GOAL » From the line with "task | indicate the man" up to and including the last line of the records, write every line again, requests included, with each point coordinate in the answers multiplied by 2.35 and rounded to a whole number, halves rounded up. Numbers in the requests and their sample lines stay as they are.

INPUT DATA »

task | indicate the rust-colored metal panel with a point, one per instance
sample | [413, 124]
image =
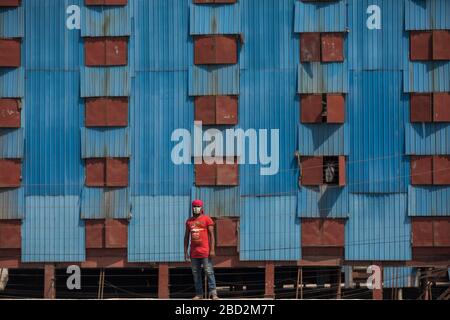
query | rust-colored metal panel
[421, 45]
[9, 52]
[335, 108]
[421, 170]
[441, 170]
[226, 110]
[311, 108]
[226, 232]
[10, 236]
[95, 234]
[421, 107]
[441, 44]
[441, 105]
[95, 172]
[116, 51]
[310, 47]
[117, 172]
[227, 174]
[116, 233]
[312, 171]
[10, 173]
[332, 47]
[9, 113]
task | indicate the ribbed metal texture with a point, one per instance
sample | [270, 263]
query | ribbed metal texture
[378, 111]
[378, 228]
[104, 142]
[269, 229]
[52, 230]
[323, 202]
[102, 203]
[155, 234]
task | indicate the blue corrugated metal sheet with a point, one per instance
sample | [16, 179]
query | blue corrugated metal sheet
[322, 202]
[214, 80]
[104, 142]
[428, 201]
[53, 113]
[105, 21]
[320, 17]
[376, 49]
[427, 14]
[269, 229]
[323, 139]
[11, 143]
[159, 105]
[316, 77]
[102, 82]
[378, 228]
[101, 203]
[219, 201]
[52, 230]
[156, 232]
[427, 139]
[216, 19]
[378, 111]
[12, 22]
[12, 203]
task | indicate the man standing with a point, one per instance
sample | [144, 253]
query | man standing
[200, 228]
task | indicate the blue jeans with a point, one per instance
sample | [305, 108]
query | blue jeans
[196, 264]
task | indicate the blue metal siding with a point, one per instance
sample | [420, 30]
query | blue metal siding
[52, 230]
[378, 228]
[378, 111]
[156, 232]
[269, 229]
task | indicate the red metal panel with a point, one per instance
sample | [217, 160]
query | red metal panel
[9, 52]
[116, 233]
[95, 172]
[9, 113]
[226, 110]
[310, 47]
[312, 171]
[421, 170]
[441, 104]
[441, 44]
[226, 232]
[421, 107]
[421, 45]
[10, 173]
[335, 108]
[332, 47]
[441, 170]
[311, 108]
[10, 236]
[117, 172]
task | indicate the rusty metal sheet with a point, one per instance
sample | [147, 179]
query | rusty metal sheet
[421, 170]
[421, 107]
[10, 234]
[441, 44]
[332, 47]
[312, 171]
[117, 172]
[441, 170]
[441, 106]
[9, 113]
[310, 47]
[311, 108]
[421, 45]
[335, 108]
[116, 233]
[10, 53]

ANSWER TO THIS TASK »
task | indicate the man standing with a point, one per instance
sample | [144, 253]
query | man standing
[470, 536]
task | indicate the blue jeans with a point, one per instance
sample | [305, 108]
query | blue jeans
[461, 620]
task | indicate the blue metal siding with a point, one per instance
sample | [420, 30]
query | blue metal siding
[122, 541]
[888, 536]
[888, 261]
[367, 545]
[632, 538]
task | indicate the red metal panel with a point, one per instance
sample | [217, 160]
query | red metal panel
[21, 122]
[273, 548]
[223, 404]
[21, 266]
[531, 259]
[729, 110]
[733, 402]
[989, 400]
[1036, 244]
[1036, 103]
[531, 545]
[989, 251]
[989, 106]
[24, 407]
[787, 254]
[780, 110]
[1036, 400]
[731, 254]
[24, 555]
[275, 404]
task | indicate the rusty metal sheet with a point, one per instance
sample | [147, 179]
query | rusty metal sheet
[989, 400]
[989, 251]
[24, 550]
[1036, 103]
[780, 110]
[733, 402]
[275, 404]
[1036, 400]
[1036, 249]
[21, 266]
[729, 110]
[731, 254]
[989, 106]
[787, 254]
[273, 548]
[24, 125]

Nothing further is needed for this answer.